### Selection
______
In case of a directory, saved information in the index are indentical
except that no file identifier is necessary. The master index also
stores the latest value of the 64-bits file identifier counter.
The master index of a source node is saved on remote nodes explicitely
(i.e. they know this is the master index of the source node) and
encrypted with a key generated from the node master password. In case of
a crash on the source node, the master index can be recovered from
remote nodes, in order to reconstruct the disk from saved files indexed
by the master index (using the master password).
To support incremental backup, a local copy of each saved file is
necessary in order to compute the difference. This local copy could be
used as an added local backup, on a different disk for example.
Transactional system
One issue of the system is that the master index and saved files should
be coherent, even in case of crash of one or more nodes at any step of a
backup phase. So we need to use a transactional-like system to ensure
this.
The API between nodes offers a way to start a transaction, and then
close it or abort it. If the SSL connection supporting the transaction
is interrupted (remote node crash for example), the transaction is
aborted.
When saving a set of files (e.g. a directory), the source node:
- starts a transaction;
- saves a file on a remote node, allocating to it a new identifier;
- repeat previous step for all files of the directory;
- updates locally the index;
- saves the index on remote nodes, as a new one;
- closes successfully the transaction;
- starts a second transaction;
- removes the old files on previous nodes.
- removes the old index on all remote nodes.
- closes successfully the transaction;
- removes locally the old index.
Previous algorithm should probably be tailored, depending on the number
of files to save. Maybe it would be better to saved a fixed amount of
files (say 10 to 50 files) in each transaction.
If a remode node sees an opened transaction as aborted (either
voluntarily or because the source node has disappeared), it erases all
files created during the transaction. If a source node sees a remote
node crash, it can elect a new remote node and use it in replacement of
the previous one.
______
[Data items]
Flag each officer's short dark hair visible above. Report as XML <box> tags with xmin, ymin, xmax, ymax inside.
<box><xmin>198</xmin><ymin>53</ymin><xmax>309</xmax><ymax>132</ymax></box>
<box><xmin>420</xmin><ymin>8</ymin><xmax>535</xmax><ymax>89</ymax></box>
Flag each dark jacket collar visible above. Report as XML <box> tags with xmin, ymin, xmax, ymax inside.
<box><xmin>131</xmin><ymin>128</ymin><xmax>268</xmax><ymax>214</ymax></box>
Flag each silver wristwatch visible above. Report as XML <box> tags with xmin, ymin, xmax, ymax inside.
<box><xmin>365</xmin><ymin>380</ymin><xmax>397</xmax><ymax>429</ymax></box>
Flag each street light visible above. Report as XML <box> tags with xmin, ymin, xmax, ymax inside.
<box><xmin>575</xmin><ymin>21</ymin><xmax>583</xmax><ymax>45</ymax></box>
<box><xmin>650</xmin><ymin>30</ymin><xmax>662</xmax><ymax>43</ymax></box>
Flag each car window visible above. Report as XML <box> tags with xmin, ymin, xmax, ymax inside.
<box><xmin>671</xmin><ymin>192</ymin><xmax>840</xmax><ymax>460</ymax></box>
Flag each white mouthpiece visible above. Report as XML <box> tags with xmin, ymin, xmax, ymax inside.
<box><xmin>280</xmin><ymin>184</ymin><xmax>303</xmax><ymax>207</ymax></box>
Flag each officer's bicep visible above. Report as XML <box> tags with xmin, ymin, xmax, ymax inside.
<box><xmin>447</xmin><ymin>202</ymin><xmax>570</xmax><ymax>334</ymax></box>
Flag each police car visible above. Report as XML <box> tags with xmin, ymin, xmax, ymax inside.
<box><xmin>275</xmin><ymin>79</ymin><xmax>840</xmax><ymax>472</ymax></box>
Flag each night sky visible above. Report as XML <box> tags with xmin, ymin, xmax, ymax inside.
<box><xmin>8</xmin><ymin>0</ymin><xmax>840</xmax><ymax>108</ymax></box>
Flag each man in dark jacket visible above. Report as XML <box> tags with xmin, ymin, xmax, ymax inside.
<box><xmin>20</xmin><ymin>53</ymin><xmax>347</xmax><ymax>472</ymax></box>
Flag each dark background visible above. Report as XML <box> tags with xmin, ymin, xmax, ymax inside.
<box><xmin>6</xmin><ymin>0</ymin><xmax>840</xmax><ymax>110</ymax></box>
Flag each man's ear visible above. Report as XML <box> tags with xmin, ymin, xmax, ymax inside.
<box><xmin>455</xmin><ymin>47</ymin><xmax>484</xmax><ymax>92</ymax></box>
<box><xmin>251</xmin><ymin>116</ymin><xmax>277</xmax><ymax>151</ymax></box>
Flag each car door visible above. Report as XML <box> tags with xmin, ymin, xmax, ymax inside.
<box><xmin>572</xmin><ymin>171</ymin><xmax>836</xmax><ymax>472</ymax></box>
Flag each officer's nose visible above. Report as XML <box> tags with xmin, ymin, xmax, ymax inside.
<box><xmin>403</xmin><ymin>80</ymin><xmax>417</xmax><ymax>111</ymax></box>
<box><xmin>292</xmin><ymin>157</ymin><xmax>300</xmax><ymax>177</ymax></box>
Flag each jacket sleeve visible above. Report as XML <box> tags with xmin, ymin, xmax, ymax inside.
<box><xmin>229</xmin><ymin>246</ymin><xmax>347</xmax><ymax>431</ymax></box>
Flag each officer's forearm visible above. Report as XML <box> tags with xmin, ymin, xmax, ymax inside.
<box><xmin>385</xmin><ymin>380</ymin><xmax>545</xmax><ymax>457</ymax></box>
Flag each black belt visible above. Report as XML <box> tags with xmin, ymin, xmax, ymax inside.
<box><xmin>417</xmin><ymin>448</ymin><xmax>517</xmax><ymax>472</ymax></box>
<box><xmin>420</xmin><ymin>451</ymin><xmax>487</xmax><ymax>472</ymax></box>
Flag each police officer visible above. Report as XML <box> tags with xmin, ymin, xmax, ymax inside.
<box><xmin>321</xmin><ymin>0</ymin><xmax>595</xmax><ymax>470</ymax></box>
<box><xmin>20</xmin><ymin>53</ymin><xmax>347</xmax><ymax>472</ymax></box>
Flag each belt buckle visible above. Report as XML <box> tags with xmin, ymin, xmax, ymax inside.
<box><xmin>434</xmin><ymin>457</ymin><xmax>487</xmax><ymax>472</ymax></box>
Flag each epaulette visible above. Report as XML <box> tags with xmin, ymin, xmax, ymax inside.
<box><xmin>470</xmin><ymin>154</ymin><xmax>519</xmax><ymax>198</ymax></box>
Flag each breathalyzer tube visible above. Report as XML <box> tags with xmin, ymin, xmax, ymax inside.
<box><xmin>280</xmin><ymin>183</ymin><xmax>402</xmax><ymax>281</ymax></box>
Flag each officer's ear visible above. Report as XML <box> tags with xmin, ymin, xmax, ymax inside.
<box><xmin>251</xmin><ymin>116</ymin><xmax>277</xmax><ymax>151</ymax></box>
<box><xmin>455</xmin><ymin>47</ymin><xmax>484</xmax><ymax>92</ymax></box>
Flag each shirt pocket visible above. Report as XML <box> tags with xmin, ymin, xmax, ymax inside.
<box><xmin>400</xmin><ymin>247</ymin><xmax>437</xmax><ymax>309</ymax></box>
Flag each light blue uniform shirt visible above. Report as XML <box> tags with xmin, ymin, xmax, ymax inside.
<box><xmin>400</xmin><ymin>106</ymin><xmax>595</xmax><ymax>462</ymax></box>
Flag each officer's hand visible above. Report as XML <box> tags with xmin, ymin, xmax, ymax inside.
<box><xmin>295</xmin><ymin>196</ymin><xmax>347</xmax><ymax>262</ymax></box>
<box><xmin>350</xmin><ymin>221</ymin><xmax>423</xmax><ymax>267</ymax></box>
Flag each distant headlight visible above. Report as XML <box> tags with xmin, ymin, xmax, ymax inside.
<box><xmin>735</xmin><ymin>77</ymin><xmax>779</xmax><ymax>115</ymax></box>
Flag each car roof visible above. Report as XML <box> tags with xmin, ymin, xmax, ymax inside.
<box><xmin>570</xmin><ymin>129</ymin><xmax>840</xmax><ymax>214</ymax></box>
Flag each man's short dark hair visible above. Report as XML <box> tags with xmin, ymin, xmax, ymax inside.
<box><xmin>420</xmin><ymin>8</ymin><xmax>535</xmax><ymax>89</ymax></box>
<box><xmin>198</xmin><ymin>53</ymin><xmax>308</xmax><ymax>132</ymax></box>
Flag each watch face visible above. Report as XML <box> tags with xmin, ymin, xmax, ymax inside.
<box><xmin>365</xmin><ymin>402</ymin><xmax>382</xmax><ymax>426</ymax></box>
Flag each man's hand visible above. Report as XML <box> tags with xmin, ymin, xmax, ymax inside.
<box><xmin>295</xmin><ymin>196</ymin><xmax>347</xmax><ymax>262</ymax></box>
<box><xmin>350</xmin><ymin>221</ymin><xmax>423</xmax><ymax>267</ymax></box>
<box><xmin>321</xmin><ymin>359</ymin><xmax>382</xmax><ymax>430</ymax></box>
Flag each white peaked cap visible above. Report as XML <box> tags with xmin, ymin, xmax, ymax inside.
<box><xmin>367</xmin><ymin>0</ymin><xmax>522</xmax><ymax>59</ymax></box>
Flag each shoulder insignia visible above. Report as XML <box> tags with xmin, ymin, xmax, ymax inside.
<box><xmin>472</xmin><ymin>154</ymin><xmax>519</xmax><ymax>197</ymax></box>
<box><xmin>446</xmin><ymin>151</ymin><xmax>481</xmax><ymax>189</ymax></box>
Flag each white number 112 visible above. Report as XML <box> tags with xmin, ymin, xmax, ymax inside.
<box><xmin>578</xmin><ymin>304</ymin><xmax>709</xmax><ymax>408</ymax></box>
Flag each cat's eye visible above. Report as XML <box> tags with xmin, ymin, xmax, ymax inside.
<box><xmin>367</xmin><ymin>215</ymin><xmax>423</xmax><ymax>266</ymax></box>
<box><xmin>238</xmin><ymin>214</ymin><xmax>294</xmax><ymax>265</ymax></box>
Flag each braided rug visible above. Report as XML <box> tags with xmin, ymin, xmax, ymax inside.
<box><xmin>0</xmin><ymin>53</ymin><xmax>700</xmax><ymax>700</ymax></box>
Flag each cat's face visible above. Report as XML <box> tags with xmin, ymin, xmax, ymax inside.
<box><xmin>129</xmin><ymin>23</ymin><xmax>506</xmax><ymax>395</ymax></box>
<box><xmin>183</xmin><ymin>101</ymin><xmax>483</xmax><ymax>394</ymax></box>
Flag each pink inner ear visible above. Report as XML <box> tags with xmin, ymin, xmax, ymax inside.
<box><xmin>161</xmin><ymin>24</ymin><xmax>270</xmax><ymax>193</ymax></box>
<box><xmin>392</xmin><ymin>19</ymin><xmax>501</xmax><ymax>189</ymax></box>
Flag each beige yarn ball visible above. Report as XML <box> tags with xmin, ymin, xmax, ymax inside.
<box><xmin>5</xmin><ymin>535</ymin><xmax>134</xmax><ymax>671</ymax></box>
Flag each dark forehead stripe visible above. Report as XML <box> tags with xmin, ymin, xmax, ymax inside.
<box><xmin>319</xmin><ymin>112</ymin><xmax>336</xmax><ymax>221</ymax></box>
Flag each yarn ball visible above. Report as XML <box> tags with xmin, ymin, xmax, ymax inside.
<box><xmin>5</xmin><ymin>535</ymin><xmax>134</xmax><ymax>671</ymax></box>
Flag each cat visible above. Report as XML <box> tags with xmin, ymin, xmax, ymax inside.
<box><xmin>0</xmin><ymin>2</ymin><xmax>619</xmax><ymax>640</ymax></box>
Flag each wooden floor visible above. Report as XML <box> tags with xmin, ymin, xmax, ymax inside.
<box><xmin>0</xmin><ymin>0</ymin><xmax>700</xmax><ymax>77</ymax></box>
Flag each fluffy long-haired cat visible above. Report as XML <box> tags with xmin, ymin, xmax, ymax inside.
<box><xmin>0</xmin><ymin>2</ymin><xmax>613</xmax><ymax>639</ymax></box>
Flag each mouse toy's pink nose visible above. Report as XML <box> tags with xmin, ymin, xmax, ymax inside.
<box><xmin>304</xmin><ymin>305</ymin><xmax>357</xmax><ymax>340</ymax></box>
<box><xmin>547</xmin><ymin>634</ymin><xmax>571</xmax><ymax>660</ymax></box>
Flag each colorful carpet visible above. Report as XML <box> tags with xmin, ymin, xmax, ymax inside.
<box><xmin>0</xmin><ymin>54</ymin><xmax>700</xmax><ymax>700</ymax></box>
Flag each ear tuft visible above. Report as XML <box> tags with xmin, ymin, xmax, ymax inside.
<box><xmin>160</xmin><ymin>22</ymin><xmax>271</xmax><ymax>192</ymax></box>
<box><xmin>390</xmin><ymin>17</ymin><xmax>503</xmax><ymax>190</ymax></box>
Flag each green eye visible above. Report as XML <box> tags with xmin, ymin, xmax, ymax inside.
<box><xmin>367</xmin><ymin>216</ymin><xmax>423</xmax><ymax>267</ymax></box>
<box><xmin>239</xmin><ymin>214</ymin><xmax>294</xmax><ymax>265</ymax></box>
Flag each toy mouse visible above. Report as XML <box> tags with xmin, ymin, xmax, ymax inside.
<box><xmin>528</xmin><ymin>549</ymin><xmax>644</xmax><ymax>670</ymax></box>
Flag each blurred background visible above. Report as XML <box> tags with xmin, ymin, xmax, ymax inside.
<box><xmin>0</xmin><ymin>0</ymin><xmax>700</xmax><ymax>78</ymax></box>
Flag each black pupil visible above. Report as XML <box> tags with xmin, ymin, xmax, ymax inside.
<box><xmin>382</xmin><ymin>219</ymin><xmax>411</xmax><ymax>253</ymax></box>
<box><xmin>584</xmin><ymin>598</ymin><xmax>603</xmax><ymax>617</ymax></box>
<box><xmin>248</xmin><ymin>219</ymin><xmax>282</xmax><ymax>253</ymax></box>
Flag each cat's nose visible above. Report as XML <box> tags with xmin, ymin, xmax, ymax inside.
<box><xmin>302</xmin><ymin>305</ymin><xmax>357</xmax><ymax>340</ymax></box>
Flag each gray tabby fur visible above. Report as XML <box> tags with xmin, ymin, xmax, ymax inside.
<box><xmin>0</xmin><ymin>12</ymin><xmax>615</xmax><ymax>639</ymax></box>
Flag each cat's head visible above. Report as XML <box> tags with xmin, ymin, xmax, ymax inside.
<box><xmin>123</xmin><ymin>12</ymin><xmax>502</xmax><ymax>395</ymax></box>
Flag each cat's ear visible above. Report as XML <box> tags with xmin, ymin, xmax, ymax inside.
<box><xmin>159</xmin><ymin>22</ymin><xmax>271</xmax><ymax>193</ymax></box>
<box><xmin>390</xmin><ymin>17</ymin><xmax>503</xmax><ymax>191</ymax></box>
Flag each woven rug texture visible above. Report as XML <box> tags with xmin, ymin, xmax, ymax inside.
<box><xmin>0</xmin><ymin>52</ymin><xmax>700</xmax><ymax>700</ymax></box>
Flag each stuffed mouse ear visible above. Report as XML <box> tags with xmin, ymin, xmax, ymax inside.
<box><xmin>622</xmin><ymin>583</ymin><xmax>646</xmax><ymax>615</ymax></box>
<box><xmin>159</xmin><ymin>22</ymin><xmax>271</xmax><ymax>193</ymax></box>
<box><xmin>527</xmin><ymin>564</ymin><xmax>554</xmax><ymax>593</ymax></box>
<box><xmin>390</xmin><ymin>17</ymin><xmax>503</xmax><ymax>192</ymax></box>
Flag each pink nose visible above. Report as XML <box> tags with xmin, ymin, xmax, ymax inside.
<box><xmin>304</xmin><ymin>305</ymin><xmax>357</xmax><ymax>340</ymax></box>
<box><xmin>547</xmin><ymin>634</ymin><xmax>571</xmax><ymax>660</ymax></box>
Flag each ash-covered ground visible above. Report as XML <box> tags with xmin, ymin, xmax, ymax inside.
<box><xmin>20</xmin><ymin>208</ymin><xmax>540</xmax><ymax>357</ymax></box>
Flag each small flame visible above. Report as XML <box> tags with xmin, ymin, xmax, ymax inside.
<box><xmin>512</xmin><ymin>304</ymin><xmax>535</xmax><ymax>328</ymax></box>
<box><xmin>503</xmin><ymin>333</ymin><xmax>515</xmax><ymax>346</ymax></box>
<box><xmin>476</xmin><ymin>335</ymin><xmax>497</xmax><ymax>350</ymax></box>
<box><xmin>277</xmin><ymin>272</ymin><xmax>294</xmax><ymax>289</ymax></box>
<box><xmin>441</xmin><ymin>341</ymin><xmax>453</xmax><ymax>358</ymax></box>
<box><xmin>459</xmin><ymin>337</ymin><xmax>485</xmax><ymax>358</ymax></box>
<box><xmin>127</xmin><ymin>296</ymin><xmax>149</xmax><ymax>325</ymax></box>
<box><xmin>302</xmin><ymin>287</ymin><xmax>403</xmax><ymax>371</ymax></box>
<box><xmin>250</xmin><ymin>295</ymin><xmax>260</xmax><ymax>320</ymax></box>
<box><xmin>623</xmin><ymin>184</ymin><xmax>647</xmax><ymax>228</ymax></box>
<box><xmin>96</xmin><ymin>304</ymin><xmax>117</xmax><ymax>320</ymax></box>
______
### Requirement A
Answer these questions about the passage on distributed backup:
(i) How many bits does the file identifier counter kept in the master index have?
(ii) What happens to a transaction when the SSL connection supporting it is interrupted?
(iii) How many files per transaction does the passage suggest saving?
### Requirement B
Write a continuation of the passage on distributed backup, starting after its last sentence.
The data items aren't needed for this work.

### Expected answer A
(i) 64 bits.
(ii) The transaction is aborted.
(iii) A fixed amount, say 10 to 50 files.

### Expected answer B
When a file is saved on a remote node, the remode node replies with a
success only when the file is effectively stored on the remote node
local disk (of course, real write of data depends of the underlying
file-system and mounting parameters).
I should probably do a
SPIN model of this
algorithm. :)
API between nodes
One could use ONC RPC (as defined by IETF) to communicate between
nodes. The data stored (files and index) on remote node should be
defined in the XDR format.
We could use following API:
/* transactions */
start_transaction() -> transaction_id
close_transaction(transaction_id)
abort_transaction(transaction_id)
/* to handle files */
save_file(transaction_id, 64bits_id, file_content)
erase_file(transaction_id, 64bits_id)
get_file(transaction_id, 64bits_id) -> file_content
/* to handle master index */
save_index(transaction_id, version)
erase_index(transaction_id, version)
get_index(transaction_id, version) -> index_content
/* to manage groups */
enter_group() -> computed_group_parameters
leave_group()
pushed_group_update() -> computed_group_parameters
Each API call is identified by the source node, from the connection
used. So each node can uniquely store a source node files into a
separate directory.
Possible user interface for the program
I think it would be nice if the program would have a very simple user
interface, like the following:
distrib-backup --initialize-start-group # to initiate a new group
distrib-backup --initialize-join-group a-remote-node # to join an existing group
distrib-backup # usual start
distrib-backup --restore-after-crash a-remote-node # to reconstruct after a crash
The backup software should have a local user interface: either a command
line one (shell like) or a web interface, whichever is the easiest to
implement.
Implementation
In OCaml of course! :) OCaml as already the bindings or libraries for:
And of course, the OCaml language has all the properties to make a safe
system (garbage collection, strong typing, etc.).
Remaining issues
- Define precisely the crytographic parts: which algorithm to use,
how to generate keys, how to generate random, etc. Look at TrueCrypt
user documentation which has useful information;
- Check the transactional mechanism indeed works;
- Refine the set of rules to allocate disk space;
- See if it possible to avoid bandwith hog, both locally and on
remote nodes.
What do you think of it?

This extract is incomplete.